──────── READING TEXT ────────

Since the court of appeal's decision was correct, its judgment dismissing the appeal is affirmed. Costs in this Court are assessed to appellant.
MARCUS, J., dissents.
TATE, J., dissents and assigns reasons.
I respectfully dissent.
In Davidge v. Magliola, 346 So.2d 177 (La. 1977), we sustained an appeal which had been dismissed because of the appellant's failure timely to pay court costs. Therein, we overruled Louisiana Power Light Co. v. Lasseigne, 255 La. 579, 232 So.2d 278 (La. 1970), insofar as that decision placed no duty on the clerk of court to attempt to secure an extension of the return date when there was no timely payment of the court costs.
The present decision is not literally inconsistent with Davidge, in that herein the clerk of court applied for but was denied an extended return date. Nevertheless, it is inconsistent with Davidge in that it places the burden upon the attorney to ascertain the amount of court costs due, rather than upon the clerk to let the attorney know when such court costs are determined, a calculation solely within the power of the clerk.
In my opinion, for the same reasons favoring appeal as there expressed by Davidge, we should likewise overrule Lasseigne, and revert to the earlier jurisprudence, by which an attorney's duty to pay the court costs did not arise until he was informed of the amount of court costs due by the clerk. In modern day law practice, once the attorney has perfected his appeal by an order and bond (when required), he should be entitled to rely upon the ministerial function of the clerk of court to inform him as to what amount of court costs are due and when further action on his part is required.
This, indeed, is the tenor of our Code of Civil Procedure articles, which place upon the clerk of the trial court the primary duty of preparing the record and lodging it with the appellate court. La.C.Civ.P. art. 2127. It is true that, before the 1977 amendment, the code article continued this duty of the clerk upon the appellant's timely payment of the costs of the appeal; but, as the pre- Lasseigne jurisprudence correctly held in my opinion, the appellant's duty to make such timely payment did not arise under the then-statutory scheme until the clerk notified him of the amount due. It is unrealistic to require a lawyer's office to call from week to week until finally the amount of costs due are determined by the clerk; and, although East Baton Rouge parish (where this appeal arose) may be current in this regard, in many districts the delays in the transfers and in ascertaining the costs extended for months, even years.
The 1976 and 1977 amendments of La.C.Civ.P. art. 2126 requiring only the payment of estimated costs (after notice by the clerk) within a short time after the appeal is taken has now eliminated this problem as to future appeals.
For these reasons I respectfully dissent.

────────

§ REQUEST A:
Decide whether each statement below agrees with the court opinion. Answer yes or no for each, and quote the words of the court opinion that decide it.
(i) In the present case, the clerk of court applied for an extended return date and received it.
(ii) According to the court opinion, the Code of Civil Procedure articles give the clerk of the trial court the primary duty of preparing the record.
(iii) In Davidge v. Magliola, the court overruled Lasseigne completely and without limitation.

──────── RECORD SET ────────

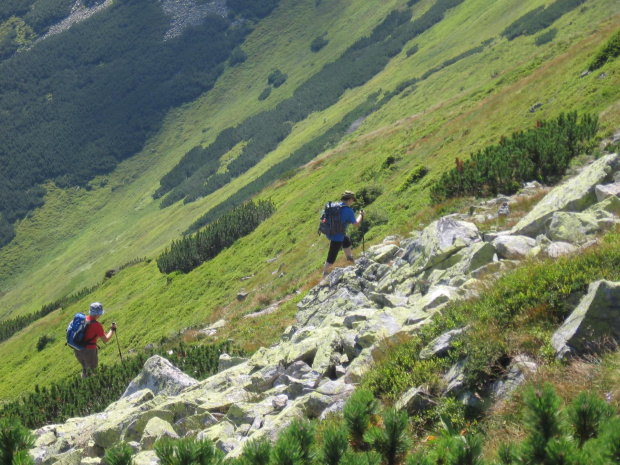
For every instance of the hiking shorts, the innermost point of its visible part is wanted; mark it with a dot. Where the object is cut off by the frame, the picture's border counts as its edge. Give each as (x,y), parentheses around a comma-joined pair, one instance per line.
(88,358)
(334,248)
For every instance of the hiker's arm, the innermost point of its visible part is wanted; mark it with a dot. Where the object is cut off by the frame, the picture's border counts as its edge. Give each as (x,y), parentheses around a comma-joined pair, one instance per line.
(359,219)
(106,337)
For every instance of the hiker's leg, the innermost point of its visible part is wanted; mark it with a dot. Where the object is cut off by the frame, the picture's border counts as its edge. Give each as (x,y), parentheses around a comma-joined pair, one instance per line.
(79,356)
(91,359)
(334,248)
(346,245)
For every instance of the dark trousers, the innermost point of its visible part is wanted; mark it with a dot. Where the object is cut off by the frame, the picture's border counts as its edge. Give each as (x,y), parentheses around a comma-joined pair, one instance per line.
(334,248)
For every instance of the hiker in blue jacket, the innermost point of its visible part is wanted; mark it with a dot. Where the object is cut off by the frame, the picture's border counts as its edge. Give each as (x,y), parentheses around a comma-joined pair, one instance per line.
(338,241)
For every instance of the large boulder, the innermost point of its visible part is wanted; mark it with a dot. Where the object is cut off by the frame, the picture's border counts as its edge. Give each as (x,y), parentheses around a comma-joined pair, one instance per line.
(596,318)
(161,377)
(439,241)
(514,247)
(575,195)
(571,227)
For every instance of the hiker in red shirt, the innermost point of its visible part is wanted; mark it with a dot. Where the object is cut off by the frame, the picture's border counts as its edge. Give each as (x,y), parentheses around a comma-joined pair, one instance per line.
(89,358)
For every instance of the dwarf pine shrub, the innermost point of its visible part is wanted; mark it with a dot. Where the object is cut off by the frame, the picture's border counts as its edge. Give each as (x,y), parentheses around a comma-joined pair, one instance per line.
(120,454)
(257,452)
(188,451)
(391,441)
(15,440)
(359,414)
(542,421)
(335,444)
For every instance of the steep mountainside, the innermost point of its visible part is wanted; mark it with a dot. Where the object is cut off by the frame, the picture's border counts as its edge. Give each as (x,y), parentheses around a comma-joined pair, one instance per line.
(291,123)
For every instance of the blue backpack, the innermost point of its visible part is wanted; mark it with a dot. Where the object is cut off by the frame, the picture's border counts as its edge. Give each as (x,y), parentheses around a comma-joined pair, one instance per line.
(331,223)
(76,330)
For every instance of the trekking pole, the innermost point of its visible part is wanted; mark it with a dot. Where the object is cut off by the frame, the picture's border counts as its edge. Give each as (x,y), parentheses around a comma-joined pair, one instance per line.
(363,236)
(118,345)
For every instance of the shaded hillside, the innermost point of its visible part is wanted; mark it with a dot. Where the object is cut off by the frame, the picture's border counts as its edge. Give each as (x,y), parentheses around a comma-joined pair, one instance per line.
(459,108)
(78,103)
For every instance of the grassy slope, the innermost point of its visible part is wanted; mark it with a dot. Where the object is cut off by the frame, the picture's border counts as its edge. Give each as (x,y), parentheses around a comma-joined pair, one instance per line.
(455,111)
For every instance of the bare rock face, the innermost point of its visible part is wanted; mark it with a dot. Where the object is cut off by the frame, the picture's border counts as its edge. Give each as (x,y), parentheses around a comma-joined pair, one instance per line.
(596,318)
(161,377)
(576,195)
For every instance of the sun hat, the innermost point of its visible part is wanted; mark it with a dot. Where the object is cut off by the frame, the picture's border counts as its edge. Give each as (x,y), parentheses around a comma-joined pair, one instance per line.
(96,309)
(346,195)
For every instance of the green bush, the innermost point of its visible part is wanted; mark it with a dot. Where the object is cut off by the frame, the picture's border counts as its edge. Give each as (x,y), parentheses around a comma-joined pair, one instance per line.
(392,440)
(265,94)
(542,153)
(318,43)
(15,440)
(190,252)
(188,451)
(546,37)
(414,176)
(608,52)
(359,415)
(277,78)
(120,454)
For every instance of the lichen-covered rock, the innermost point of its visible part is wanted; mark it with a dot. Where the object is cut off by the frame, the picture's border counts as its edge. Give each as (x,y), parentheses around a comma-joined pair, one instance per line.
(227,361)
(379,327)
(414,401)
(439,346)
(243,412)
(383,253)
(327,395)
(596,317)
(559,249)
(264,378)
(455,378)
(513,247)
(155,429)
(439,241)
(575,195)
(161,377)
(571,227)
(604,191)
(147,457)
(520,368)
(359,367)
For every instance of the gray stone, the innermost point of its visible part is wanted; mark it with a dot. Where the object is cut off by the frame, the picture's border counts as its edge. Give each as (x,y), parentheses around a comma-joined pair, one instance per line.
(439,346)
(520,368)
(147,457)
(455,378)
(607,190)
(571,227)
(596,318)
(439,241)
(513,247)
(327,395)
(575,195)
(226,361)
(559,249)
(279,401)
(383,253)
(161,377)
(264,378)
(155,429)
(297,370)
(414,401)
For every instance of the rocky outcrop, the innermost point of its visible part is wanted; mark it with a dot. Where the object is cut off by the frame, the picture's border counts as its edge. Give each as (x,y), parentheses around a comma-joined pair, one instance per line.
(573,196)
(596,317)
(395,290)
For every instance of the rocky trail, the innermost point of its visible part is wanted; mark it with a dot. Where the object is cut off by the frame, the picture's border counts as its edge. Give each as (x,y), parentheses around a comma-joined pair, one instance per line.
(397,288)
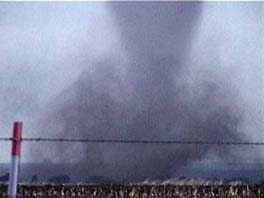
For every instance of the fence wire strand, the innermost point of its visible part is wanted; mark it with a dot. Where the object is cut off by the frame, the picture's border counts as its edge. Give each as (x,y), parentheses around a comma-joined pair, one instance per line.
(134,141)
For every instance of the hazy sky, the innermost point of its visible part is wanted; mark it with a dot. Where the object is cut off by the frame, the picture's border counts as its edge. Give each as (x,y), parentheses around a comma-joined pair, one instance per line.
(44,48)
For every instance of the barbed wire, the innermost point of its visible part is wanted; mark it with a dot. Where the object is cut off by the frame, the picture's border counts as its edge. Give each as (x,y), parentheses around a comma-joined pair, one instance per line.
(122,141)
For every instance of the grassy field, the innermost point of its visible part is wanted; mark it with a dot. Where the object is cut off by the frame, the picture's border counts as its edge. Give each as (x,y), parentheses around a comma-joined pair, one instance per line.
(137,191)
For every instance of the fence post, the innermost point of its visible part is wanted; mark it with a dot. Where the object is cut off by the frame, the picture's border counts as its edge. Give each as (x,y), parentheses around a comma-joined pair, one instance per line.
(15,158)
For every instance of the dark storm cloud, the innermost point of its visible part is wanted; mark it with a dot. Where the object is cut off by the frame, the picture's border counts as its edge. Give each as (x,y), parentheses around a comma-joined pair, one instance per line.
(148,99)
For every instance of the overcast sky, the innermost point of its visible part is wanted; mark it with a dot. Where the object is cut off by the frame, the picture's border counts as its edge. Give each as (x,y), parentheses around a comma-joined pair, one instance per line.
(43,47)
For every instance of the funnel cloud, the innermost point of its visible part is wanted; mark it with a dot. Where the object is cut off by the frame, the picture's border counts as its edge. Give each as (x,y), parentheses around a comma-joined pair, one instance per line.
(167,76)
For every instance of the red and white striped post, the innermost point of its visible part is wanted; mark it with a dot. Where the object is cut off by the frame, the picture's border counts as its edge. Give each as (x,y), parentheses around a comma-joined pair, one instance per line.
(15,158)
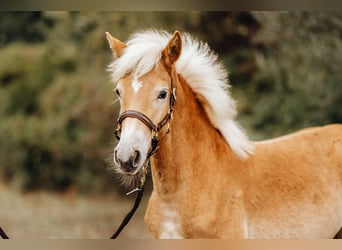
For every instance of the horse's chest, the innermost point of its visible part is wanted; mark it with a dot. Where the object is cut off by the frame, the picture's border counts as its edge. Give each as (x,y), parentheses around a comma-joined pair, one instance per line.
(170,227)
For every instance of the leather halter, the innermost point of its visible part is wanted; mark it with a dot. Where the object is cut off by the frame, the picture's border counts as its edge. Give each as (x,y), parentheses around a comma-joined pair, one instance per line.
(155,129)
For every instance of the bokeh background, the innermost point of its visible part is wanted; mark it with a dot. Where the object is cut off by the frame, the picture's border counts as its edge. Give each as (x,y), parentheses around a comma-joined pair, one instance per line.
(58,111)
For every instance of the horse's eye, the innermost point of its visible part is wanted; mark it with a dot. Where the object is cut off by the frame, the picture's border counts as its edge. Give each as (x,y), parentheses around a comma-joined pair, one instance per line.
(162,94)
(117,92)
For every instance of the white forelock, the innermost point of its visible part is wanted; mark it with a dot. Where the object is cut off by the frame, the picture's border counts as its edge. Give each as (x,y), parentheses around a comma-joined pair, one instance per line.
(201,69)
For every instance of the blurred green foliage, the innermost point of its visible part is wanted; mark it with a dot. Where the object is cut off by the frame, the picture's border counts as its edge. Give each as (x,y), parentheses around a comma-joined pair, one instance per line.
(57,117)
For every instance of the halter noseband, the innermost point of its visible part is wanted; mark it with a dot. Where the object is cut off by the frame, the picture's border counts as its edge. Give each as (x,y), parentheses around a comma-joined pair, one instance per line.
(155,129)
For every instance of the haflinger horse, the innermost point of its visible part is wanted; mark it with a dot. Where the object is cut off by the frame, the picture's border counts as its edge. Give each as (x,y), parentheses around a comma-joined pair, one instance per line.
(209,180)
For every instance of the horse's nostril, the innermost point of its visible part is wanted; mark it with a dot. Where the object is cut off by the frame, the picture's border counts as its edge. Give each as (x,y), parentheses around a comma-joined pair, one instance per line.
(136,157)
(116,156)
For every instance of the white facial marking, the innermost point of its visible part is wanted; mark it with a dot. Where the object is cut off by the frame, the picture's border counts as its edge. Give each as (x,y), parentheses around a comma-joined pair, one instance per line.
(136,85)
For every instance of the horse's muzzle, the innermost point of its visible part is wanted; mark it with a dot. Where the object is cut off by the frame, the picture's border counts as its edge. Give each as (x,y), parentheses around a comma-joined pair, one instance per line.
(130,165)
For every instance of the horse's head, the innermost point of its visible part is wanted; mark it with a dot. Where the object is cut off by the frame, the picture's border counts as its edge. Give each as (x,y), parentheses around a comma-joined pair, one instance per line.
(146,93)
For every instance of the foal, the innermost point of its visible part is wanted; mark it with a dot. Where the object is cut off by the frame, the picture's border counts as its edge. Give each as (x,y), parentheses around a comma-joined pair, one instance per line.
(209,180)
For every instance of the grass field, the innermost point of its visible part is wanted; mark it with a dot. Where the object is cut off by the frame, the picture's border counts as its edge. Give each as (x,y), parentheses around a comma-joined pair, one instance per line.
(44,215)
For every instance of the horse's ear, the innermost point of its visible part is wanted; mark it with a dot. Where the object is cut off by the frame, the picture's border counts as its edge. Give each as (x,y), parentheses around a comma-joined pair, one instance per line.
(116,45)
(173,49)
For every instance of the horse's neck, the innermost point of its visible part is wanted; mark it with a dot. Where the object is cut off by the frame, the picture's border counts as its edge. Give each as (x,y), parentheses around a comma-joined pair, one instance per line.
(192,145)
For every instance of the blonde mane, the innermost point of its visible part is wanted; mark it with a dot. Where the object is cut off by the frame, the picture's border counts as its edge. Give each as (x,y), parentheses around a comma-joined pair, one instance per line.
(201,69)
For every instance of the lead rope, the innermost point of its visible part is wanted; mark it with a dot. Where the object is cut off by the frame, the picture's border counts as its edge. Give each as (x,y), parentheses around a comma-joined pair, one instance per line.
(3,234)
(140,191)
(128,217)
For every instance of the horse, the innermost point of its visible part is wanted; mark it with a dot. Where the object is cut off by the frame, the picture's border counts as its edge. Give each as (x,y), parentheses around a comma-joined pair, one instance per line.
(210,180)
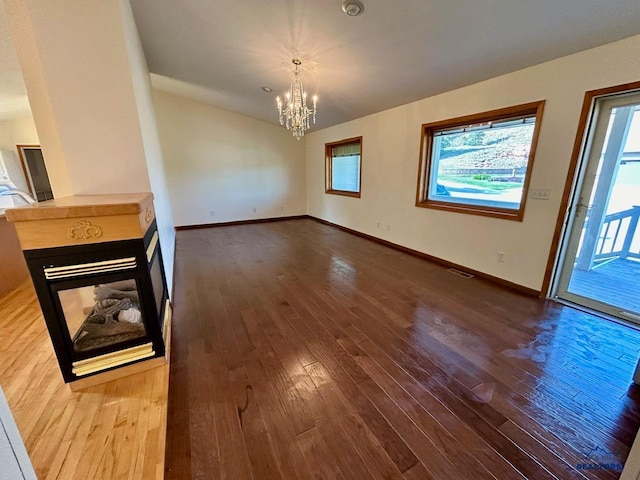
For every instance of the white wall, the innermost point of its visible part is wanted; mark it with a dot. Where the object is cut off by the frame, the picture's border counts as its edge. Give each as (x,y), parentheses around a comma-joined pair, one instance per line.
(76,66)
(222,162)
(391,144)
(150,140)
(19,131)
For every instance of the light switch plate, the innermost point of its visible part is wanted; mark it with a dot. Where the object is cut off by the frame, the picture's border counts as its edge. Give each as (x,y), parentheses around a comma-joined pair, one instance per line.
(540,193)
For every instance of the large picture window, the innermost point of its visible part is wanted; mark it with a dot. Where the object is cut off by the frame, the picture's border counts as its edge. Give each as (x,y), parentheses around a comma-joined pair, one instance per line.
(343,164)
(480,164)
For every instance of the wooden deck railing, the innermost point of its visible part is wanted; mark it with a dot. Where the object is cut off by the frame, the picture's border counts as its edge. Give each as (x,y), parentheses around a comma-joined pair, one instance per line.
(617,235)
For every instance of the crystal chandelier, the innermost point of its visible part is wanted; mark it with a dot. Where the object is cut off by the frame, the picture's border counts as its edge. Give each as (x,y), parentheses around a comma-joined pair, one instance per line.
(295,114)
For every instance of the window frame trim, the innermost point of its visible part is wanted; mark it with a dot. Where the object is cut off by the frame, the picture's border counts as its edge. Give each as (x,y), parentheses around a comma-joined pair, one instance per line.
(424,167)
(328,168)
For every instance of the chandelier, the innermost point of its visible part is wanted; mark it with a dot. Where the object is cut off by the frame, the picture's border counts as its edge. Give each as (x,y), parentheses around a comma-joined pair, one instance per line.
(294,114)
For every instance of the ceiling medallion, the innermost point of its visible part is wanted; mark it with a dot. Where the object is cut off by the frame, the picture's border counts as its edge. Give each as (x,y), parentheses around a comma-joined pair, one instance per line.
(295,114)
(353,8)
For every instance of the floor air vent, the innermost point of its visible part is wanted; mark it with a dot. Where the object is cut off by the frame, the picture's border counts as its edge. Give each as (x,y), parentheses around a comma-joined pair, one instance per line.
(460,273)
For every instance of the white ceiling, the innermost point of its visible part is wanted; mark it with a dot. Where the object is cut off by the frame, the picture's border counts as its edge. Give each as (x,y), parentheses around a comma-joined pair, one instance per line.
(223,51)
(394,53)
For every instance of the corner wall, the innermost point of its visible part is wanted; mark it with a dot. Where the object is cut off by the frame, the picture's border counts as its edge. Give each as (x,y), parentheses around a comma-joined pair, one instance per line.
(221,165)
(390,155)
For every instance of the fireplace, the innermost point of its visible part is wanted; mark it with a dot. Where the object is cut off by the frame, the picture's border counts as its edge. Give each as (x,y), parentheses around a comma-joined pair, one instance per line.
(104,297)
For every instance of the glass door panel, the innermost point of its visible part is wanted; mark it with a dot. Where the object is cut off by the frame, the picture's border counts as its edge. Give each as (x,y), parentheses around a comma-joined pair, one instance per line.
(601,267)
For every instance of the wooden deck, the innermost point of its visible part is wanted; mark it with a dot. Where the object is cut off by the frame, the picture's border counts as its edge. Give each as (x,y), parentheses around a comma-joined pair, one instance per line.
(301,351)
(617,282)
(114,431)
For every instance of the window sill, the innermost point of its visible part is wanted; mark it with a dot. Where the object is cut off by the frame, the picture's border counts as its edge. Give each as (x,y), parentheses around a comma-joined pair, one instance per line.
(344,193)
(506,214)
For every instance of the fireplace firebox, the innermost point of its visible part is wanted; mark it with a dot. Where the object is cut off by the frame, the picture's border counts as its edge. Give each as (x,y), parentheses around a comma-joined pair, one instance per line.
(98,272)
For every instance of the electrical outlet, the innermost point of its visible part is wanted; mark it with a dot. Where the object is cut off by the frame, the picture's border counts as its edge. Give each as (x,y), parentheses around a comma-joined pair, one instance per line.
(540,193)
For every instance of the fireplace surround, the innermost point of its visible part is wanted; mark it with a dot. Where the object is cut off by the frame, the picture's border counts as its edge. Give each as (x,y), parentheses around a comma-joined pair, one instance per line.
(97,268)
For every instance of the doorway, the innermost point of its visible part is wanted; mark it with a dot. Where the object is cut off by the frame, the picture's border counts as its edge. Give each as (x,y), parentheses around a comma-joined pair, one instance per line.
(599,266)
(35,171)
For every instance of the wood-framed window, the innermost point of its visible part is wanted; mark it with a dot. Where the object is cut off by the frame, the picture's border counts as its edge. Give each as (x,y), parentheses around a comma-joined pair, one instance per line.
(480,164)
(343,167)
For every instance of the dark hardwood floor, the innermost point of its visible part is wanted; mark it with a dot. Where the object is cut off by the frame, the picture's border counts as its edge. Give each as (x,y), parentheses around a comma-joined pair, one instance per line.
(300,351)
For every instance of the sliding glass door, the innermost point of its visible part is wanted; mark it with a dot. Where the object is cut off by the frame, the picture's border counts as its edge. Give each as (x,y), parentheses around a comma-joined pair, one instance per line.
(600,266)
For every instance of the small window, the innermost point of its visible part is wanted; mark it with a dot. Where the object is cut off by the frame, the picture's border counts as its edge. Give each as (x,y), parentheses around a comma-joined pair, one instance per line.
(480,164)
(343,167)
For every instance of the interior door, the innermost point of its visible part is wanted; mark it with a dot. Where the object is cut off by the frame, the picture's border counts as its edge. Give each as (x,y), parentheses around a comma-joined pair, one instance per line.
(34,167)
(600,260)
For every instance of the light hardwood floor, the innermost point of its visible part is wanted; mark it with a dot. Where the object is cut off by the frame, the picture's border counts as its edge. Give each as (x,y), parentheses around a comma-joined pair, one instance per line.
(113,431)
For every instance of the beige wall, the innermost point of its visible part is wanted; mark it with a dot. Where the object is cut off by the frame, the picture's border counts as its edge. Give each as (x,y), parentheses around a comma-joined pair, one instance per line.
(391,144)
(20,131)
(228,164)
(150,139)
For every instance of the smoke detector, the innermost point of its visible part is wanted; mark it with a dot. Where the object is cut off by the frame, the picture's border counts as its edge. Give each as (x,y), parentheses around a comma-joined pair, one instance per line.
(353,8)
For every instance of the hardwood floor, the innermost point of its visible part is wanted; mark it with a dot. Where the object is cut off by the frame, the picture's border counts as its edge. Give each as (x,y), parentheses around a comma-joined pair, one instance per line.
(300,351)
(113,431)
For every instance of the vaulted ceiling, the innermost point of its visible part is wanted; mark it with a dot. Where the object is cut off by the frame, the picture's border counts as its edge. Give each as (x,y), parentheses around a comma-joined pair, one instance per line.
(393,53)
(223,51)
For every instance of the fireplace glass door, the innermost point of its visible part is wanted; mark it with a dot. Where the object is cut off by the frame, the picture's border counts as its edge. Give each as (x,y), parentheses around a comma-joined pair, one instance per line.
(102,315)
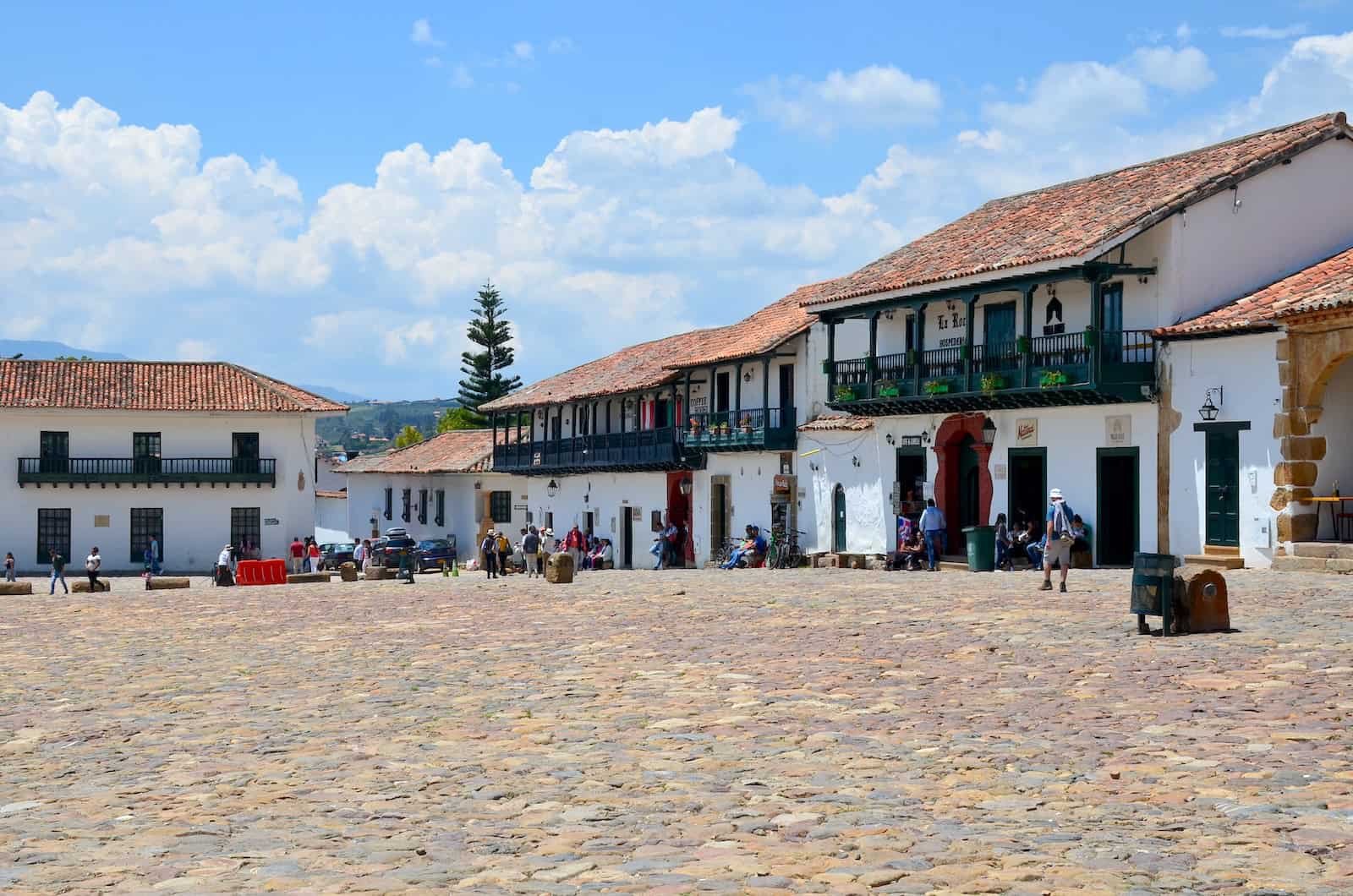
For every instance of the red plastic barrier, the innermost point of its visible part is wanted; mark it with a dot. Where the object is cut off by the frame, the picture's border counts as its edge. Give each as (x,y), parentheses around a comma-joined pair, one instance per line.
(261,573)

────────

§ REQUEST B: In the listing, start with the line that contains "For every instance of the smoke" and continue through the end of the listing. Rewrite these lines with "innermost point" changed to "central point" and nothing else altered, and leave the pictures out.

§ COMPLETE ANSWER A:
(i) No: "herein the clerk of court applied for but was denied an extended return date."
(ii) Yes: "which place upon the clerk of the trial court the primary duty of preparing the record and lodging it with the appellate court."
(iii) No: "we overruled Louisiana Power Light Co. v. Lasseigne, 255 La. 579, 232 So.2d 278 (La. 1970), insofar as that decision placed no duty on the clerk of court to attempt to secure an extension of the return date when there was no timely payment of the court costs."

§ COMPLETE ANSWER B:
For every instance of the smoke detector, the central point of its visible part is wanted; mark it with a dot. Where the object is cut off by the frame, the picture's border counts as its edge. Give each as (x,y), parentheses around a comma-joined pair, one instance per line.
(353,8)
For every instance of the hardwood floor, the central point of its visible part is wanted; mark it with a dot. Where the object is cut off by the frame, the picture's border counts as its edge. Give each as (x,y), parentheses around a comma-joined pair, one instance per line.
(300,351)
(113,431)
For every instance of the vaulted ceiling, the central point of its visible part is wanted; mark it with a dot. Where the object is cut off by the frame, the picture's border counts as its edge. Give each as (x,y), parentheses around a comma-joined pair, one instance per line.
(393,53)
(223,51)
For every instance of the fireplace glass door, the central point of its visible part is wanted; mark it with a dot. Where the object is cut off by the frame, the picture's border counts as its edge. Give each as (x,y), parentheses around a comma-joined pair, one instance per line.
(102,315)
For every instance of the red plastic barrier, the central point of its visible part is wanted; mark it with a dot. Where the object is cut off by the frame, the picture's border counts as its edge. Give each as (x,y), parentheses around a comma-joined pair, one instance per line.
(261,573)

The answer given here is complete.